Data shown
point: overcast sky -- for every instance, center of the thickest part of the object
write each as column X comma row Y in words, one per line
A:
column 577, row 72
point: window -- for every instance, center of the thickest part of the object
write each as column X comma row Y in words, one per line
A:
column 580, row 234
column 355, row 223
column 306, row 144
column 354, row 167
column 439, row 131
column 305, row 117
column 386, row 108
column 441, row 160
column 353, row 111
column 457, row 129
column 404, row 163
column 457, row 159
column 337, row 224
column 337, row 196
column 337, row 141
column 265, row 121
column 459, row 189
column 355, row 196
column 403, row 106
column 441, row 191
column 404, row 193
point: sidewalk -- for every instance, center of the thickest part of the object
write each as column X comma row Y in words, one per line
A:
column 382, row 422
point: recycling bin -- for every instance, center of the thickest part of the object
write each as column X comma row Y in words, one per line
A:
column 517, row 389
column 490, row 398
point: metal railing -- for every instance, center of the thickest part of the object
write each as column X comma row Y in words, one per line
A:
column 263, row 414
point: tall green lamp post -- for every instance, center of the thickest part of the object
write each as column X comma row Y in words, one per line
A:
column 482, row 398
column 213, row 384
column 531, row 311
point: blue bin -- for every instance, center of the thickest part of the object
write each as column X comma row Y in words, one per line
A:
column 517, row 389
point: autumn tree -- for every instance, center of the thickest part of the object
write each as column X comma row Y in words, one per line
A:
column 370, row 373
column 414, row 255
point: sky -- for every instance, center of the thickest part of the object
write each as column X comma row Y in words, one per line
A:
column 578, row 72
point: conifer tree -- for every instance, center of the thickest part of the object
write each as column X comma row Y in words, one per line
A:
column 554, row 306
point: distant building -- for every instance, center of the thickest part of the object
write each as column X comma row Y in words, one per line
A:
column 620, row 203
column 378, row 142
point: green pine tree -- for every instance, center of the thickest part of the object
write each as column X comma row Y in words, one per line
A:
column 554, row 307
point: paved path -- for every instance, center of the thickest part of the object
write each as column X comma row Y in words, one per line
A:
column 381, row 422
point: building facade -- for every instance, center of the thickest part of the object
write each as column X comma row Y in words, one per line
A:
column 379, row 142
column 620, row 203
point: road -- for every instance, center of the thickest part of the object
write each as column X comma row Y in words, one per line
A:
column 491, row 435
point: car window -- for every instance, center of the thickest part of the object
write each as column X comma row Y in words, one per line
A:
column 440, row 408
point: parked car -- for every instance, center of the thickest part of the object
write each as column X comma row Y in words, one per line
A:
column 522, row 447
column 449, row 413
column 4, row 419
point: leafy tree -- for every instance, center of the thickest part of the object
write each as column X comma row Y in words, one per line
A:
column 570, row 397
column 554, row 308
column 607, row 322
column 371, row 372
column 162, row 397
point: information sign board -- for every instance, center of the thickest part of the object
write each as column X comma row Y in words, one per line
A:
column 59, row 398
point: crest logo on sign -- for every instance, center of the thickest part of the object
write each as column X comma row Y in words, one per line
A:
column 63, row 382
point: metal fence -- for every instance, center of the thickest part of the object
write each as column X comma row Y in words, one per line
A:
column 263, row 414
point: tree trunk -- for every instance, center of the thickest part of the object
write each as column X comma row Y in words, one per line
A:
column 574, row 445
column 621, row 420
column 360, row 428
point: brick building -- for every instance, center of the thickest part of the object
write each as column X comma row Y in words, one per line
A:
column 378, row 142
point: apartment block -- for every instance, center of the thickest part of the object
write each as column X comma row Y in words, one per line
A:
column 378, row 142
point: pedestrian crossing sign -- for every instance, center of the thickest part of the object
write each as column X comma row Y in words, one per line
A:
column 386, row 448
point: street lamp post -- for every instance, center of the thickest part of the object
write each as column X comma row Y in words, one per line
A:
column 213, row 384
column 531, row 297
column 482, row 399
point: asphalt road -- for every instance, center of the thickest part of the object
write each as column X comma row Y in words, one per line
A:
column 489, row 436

==

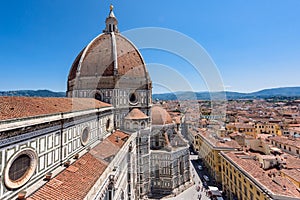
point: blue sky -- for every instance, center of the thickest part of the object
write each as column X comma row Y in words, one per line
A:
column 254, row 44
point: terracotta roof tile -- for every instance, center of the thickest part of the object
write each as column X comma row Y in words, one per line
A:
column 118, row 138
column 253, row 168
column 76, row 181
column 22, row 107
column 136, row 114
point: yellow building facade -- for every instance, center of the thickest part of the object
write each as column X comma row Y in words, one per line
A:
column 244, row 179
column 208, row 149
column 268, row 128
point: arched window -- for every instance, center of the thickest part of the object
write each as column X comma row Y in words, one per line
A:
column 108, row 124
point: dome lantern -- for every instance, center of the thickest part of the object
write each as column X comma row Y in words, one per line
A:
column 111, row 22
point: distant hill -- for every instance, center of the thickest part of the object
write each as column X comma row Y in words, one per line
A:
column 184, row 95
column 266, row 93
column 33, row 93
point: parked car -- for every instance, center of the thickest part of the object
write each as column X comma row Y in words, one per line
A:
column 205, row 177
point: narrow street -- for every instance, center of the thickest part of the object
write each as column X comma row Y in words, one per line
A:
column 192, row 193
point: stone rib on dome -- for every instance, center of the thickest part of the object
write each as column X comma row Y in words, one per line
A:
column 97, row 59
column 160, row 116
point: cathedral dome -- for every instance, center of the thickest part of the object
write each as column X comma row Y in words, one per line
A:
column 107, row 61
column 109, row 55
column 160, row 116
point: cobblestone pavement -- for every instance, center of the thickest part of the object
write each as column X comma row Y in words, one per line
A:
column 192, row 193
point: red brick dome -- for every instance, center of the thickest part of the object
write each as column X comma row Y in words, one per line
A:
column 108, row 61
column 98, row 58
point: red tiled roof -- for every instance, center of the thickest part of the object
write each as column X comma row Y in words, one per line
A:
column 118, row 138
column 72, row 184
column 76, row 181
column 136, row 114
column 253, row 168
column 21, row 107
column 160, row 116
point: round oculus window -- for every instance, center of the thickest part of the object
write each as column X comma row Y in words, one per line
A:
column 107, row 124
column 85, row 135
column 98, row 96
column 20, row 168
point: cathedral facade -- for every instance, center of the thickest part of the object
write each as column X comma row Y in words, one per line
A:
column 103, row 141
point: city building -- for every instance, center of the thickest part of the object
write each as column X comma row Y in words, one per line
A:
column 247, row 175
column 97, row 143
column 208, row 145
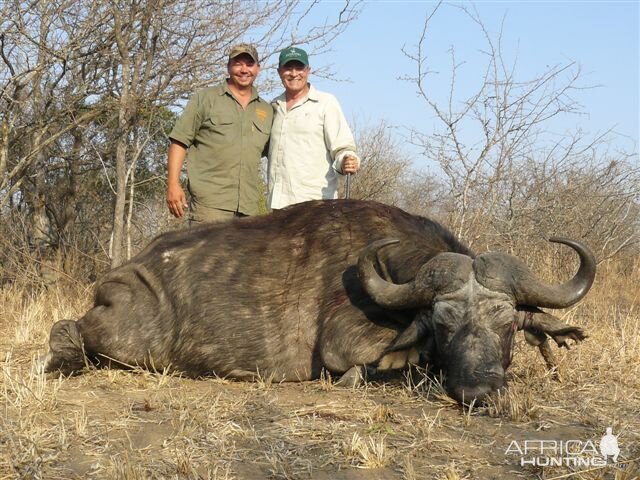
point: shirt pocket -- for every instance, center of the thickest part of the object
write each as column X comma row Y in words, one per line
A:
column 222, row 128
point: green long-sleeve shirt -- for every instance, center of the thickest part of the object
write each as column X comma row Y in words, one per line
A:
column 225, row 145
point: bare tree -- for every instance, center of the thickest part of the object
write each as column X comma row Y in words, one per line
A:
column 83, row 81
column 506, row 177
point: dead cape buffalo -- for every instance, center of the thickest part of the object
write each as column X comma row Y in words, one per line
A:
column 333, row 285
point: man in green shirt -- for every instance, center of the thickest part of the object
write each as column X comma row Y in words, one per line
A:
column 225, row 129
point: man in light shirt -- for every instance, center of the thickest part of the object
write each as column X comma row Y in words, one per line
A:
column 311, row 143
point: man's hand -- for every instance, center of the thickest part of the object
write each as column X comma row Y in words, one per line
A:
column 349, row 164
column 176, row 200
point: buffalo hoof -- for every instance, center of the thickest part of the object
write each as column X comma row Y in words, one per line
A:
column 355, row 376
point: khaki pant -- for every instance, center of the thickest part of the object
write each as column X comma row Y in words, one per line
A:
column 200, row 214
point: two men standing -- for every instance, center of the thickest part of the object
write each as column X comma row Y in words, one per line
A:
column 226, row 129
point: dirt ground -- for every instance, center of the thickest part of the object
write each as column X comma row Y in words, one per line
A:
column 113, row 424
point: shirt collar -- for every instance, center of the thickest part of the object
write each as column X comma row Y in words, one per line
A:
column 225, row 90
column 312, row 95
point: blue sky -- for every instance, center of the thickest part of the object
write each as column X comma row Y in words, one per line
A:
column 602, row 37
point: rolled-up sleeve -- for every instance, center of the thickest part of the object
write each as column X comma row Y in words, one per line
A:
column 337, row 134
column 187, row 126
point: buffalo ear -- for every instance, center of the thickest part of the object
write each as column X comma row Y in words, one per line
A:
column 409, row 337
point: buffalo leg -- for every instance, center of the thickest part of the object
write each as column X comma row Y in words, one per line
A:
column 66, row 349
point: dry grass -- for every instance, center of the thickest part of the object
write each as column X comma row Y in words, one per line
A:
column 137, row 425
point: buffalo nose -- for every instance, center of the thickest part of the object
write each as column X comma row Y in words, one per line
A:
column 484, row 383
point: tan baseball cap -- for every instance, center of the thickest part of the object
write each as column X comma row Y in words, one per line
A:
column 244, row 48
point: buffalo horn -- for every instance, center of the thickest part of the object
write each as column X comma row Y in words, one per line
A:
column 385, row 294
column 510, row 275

...

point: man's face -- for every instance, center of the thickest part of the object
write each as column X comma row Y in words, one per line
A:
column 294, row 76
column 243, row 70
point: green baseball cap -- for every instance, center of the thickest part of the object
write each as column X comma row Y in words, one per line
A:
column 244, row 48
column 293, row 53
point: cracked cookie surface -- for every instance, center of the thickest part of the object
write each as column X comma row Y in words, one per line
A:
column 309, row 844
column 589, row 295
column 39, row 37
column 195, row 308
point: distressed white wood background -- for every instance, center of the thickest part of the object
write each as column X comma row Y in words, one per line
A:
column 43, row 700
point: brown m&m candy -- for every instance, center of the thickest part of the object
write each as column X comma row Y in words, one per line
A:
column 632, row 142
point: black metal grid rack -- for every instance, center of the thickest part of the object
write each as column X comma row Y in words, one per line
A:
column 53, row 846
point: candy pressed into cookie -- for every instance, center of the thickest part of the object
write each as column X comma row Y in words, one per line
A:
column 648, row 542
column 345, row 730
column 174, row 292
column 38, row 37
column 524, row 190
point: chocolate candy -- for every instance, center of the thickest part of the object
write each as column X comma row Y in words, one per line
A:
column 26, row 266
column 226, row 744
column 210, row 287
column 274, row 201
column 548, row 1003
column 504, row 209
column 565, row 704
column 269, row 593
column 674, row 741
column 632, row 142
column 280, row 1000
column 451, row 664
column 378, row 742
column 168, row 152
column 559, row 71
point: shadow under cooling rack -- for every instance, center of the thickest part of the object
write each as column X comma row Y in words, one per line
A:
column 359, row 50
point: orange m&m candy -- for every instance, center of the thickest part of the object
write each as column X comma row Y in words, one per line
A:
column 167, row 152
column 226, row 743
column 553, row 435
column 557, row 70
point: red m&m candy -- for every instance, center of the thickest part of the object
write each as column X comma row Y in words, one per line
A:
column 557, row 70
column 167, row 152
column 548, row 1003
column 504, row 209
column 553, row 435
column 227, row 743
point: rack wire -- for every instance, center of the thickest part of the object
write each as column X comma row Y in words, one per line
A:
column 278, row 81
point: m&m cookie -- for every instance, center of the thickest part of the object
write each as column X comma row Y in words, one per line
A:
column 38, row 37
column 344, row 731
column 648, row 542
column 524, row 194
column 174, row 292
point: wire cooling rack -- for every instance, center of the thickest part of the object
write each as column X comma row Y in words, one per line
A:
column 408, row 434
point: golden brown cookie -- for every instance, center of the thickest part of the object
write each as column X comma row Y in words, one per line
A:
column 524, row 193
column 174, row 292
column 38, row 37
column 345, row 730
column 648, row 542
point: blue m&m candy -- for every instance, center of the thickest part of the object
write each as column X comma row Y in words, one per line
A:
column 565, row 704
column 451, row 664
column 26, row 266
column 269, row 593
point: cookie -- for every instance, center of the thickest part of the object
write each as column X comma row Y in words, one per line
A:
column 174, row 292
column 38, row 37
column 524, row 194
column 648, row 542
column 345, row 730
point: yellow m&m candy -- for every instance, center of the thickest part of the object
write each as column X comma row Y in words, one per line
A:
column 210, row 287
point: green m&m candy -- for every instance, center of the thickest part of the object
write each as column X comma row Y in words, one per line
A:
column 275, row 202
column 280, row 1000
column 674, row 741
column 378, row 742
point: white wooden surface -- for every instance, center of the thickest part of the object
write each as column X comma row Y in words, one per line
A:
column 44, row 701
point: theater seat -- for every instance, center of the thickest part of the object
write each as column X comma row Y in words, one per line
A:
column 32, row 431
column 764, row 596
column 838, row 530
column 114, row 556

Description of the task
Copy all lines of the records that have the string "dome" in them.

Response to the task
point: dome lantern -- for every instance, center of the thickest part of the object
point: stone rib on dome -- for every instance, center of the thickest part of the object
point: cathedral dome -- for every instance, center of the thickest part of the object
point: red brick dome -- for every instance, center of the thickest part of the object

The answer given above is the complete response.